[Stored records]

*-*-*

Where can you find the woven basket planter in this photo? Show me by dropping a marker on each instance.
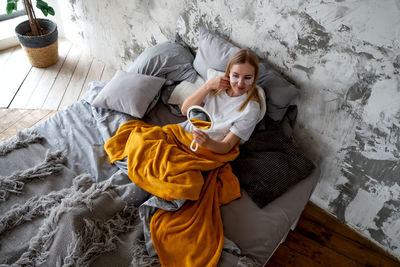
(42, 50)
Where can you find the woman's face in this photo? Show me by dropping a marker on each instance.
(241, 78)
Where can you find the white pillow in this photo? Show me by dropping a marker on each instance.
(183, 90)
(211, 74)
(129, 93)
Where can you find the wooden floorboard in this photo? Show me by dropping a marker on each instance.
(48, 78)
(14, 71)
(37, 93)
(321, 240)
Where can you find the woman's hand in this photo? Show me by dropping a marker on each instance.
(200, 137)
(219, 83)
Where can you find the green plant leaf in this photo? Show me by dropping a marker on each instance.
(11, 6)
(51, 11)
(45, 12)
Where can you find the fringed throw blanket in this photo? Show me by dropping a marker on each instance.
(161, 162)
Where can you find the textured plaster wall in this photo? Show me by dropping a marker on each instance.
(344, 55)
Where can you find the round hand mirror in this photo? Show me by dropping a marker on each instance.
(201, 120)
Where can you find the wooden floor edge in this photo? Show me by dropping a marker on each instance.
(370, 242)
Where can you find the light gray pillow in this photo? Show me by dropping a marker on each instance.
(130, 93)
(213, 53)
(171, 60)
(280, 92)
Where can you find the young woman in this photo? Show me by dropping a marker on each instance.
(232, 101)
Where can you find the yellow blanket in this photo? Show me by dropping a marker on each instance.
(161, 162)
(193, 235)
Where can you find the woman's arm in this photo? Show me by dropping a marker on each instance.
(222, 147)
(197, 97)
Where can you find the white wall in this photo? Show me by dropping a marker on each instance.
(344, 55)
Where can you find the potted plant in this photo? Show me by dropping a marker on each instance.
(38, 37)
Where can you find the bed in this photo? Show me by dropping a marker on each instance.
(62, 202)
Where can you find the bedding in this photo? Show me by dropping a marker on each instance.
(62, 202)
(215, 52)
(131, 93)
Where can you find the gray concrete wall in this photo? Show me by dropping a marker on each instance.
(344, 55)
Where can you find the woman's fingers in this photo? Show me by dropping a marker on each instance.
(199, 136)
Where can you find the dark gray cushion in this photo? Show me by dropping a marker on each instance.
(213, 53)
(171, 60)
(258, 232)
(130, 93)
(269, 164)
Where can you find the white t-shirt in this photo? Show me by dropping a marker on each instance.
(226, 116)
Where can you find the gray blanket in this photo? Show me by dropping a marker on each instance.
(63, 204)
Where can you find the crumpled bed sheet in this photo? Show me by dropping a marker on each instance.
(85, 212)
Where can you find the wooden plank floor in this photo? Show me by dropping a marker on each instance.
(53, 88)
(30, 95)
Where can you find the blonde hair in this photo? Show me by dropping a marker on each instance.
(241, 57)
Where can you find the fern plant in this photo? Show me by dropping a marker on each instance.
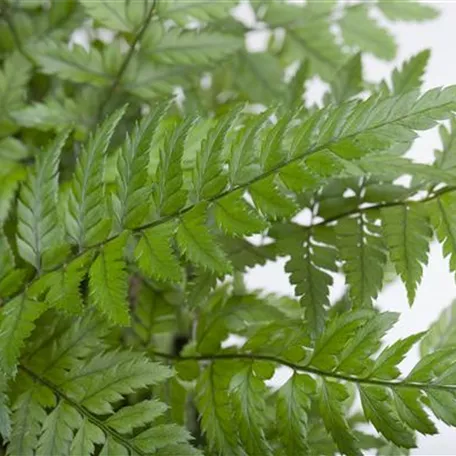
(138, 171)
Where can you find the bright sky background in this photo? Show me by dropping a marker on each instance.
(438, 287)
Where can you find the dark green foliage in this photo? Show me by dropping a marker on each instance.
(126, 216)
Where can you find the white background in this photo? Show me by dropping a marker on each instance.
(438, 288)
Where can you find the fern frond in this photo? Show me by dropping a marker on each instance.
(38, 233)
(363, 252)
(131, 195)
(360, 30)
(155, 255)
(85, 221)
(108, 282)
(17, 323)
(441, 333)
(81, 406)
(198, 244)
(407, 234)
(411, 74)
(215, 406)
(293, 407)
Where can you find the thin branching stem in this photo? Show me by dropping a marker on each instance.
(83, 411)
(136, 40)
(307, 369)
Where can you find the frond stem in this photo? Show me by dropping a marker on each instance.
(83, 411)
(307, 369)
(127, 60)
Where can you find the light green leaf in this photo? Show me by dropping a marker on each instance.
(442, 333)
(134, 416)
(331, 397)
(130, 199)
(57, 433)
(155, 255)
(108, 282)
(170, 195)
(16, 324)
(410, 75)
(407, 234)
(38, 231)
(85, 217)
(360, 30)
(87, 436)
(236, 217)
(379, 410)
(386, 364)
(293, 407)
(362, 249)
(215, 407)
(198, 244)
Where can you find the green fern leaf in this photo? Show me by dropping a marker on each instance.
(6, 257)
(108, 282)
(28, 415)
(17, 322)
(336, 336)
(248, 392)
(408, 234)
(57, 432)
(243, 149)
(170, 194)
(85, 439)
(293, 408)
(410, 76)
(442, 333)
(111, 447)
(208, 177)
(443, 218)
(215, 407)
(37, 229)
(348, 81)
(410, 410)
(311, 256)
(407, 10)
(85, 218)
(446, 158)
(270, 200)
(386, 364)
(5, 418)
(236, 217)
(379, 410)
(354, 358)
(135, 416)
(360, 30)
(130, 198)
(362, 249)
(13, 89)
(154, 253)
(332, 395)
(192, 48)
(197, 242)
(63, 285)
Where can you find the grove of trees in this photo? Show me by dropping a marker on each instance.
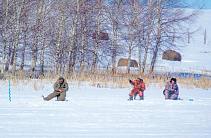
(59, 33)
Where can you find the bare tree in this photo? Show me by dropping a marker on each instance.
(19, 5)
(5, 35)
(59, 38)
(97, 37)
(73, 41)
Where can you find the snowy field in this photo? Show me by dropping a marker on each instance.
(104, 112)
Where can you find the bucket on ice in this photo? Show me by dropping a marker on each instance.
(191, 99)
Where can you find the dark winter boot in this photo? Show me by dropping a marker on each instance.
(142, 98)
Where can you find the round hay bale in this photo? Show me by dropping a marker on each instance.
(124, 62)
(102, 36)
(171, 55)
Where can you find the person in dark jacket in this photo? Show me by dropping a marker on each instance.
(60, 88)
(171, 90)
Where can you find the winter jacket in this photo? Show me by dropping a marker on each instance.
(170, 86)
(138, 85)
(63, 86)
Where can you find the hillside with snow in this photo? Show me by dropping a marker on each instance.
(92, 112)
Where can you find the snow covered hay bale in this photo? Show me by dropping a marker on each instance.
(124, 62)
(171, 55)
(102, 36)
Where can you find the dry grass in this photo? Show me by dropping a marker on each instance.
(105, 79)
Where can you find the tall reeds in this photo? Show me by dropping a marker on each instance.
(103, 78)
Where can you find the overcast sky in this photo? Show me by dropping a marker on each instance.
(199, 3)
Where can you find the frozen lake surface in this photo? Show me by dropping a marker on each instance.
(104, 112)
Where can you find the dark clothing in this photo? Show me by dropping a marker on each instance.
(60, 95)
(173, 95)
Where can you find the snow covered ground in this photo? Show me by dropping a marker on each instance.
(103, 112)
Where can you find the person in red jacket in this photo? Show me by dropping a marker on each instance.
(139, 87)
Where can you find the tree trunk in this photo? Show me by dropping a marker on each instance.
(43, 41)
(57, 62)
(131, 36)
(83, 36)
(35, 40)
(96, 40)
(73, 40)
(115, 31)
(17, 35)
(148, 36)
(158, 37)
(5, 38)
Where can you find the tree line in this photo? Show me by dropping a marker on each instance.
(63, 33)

*-*-*

### [REQUIRED WORK]
Give back every entry in full, exactly as written, with no picture included.

### [RESULT]
Where can you find the woven basket planter in this photo? Show me by dropping a marker on each instance.
(42, 50)
Where can you find the woman's face in this photo? Show me by dropping a marker on each instance.
(241, 78)
Where can you find the white pillow in this photo? Show me by dropping a marker on each instance.
(183, 90)
(211, 74)
(129, 93)
Where can you find the wooden floorboard in this photo? Show me by dropping a marker on each instance.
(48, 78)
(14, 71)
(37, 93)
(321, 240)
Where can you find the woman's hand in this photo? Show me by dropping a marker on each instance.
(200, 137)
(219, 83)
Where can you find the green plant leaf in this photo? Show me by dropping a marker on each instance.
(11, 6)
(51, 11)
(45, 12)
Where can you find the fringed throw blanket in this photo? Show me by dropping a marker on each instance.
(161, 162)
Where can you find the textured plaster wall in this photo? Show me by dropping a marker on each instance.
(344, 55)
Where can you find the round hand mirror in this photo? Show me by dropping a marker on each instance.
(201, 120)
Where can you find the wooden floor edge in this photo? Show me by dropping a marker on each instance.
(370, 242)
Where can you find the light gray pillow in this photo? Show me by dropping a marker on each instance.
(130, 93)
(213, 53)
(171, 60)
(280, 92)
Where can you find the young woman in this photo? Show me by dropping a marker on each instance.
(232, 101)
Where can you find the yellow blanket in this photo? Show me by dropping a marker on each instance.
(161, 162)
(193, 235)
Where can you find the woman's arm in this photo? Show me by dropping a marker on each instance.
(222, 147)
(197, 97)
Where can you find the white wall in this photo? Show me by dropping a marker on each instance.
(344, 55)
Where can you find the potted plant in this photo? Show me by dropping a marker on each instance.
(38, 37)
Where can you find the bed in this photo? Show me by dropping a marker on each instance.
(62, 202)
Where can you find the bedding in this photo? Show me by dropping a marker on each instance.
(62, 202)
(215, 52)
(131, 93)
Where can you find the gray concrete wall in this photo? Show me by dropping a marker on each instance.
(344, 55)
Where can you find the woman's fingers in this photo? Show me by dropping a marker on each instance.
(199, 136)
Where can you find the dark gray cushion in this photo? Show me by dropping a marker on each instance.
(213, 53)
(171, 60)
(258, 232)
(130, 93)
(269, 164)
Where can you find the white t-shirt in this photo? Show me by dropping a marker on each instance.
(226, 116)
Where can you find the gray blanket in this photo? Show me by dropping a marker on each instance.
(63, 204)
Where can you find the crumpled bed sheet in this photo? Show me by dropping a marker on each instance.
(85, 212)
Where can you find the wooden plank floor in this photo? Show me by dropping a marker on each instance.
(53, 88)
(30, 95)
Where can you find the blonde hair in this photo? Show me by dropping a marker on each instance.
(241, 57)
Where can you find the fern plant in this photo? Show me by dropping a marker on each instance.
(138, 171)
Where can you find the bright sky background in this photo? Show me by dropping a marker on each instance.
(438, 287)
Where can you find the dark green foliage in this photo? Show me by dropping a marker on each instance.
(126, 216)
Where can you find the white background in this photo? Show me by dropping a marker on each instance.
(438, 288)
Where can you find the fern frond in this photo? Show me by dropping a marker on each instance.
(38, 233)
(363, 252)
(131, 195)
(360, 30)
(155, 255)
(85, 221)
(108, 282)
(17, 323)
(441, 333)
(81, 406)
(198, 244)
(407, 234)
(411, 74)
(215, 406)
(293, 407)
Where can you find the thin branching stem in this photo? Show me by dropping a marker on each instance.
(83, 411)
(136, 40)
(307, 369)
Where can you find the frond stem in this photo? Show me by dropping a marker on each instance.
(83, 411)
(307, 369)
(127, 60)
Where can you find the light green leaf in this photo? Show me by dropping a marker on each instance.
(442, 333)
(134, 416)
(331, 397)
(130, 199)
(57, 433)
(155, 255)
(108, 282)
(170, 195)
(16, 324)
(410, 75)
(407, 234)
(38, 231)
(85, 217)
(360, 30)
(87, 436)
(236, 217)
(379, 410)
(386, 364)
(293, 407)
(362, 249)
(215, 407)
(198, 244)
Where can you find the green fern leaf in this photo? Show me by dropping a marker on each instance.
(6, 257)
(108, 282)
(28, 415)
(17, 322)
(336, 336)
(248, 392)
(408, 234)
(57, 432)
(243, 149)
(170, 194)
(85, 439)
(293, 408)
(410, 76)
(442, 333)
(111, 447)
(208, 177)
(443, 218)
(215, 407)
(37, 229)
(348, 81)
(410, 410)
(311, 256)
(407, 10)
(85, 218)
(446, 158)
(270, 200)
(386, 364)
(5, 418)
(236, 217)
(379, 410)
(354, 358)
(135, 416)
(360, 30)
(130, 198)
(362, 249)
(13, 89)
(154, 253)
(332, 395)
(192, 48)
(197, 242)
(63, 285)
Where can you find the grove of trees in this photo? Show me by dropping a marker on each instance.
(59, 33)
Where can you find the bare tree in this photo? Show me by dropping a marker on each instance.
(19, 5)
(5, 35)
(59, 38)
(97, 37)
(73, 41)
Where can you find the snowy field in this photo? Show me by dropping a marker on each instance.
(104, 112)
Where can you find the bucket on ice in this photo? Show me by dropping a marker on each instance.
(191, 99)
Where can you find the dark winter boot in this photo? Show me by dropping a marker on each instance.
(142, 98)
Where can you find the round hay bale in this photo? Show me by dropping a marker on each instance.
(124, 62)
(102, 36)
(171, 55)
Where can you find the person in dark jacket in this photo? Show me by dropping a marker on each instance.
(60, 88)
(171, 90)
Where can you find the winter jacket in this photo? Show me by dropping a marker on each instance.
(170, 86)
(138, 85)
(63, 86)
Where can you find the hillside with snow in this photo? Show me by dropping a marker on each instance.
(92, 112)
Where can you find the snow covered hay bale in this photo? Show me by dropping a marker on each instance.
(124, 62)
(171, 55)
(102, 36)
Where can you find the dry grass in this photo? Show me by dropping a marker on each instance.
(105, 79)
Where can you find the tall reeds in this photo? Show me by dropping a marker on each instance.
(103, 78)
Where can you find the overcast sky in this photo? Show me by dropping a marker on each instance.
(199, 3)
Where can you find the frozen lake surface in this photo? Show me by dropping a marker on each instance.
(104, 112)
Where can you find the dark clothing in this photo? Show me by dropping a marker on each instance.
(60, 95)
(173, 95)
Where can you find the snow covered ground in this photo? Show me by dropping a marker on each instance.
(103, 112)
Where can you find the person in red jacket in this photo? Show me by dropping a marker on each instance.
(139, 87)
Where can you find the tree trunk in this photo? Show me by dropping a marker on each instance.
(43, 41)
(57, 62)
(131, 36)
(83, 36)
(35, 40)
(96, 40)
(73, 40)
(115, 31)
(17, 35)
(148, 36)
(158, 37)
(5, 38)
Where can you find the tree line in this photo? Show me by dropping a marker on each instance.
(63, 33)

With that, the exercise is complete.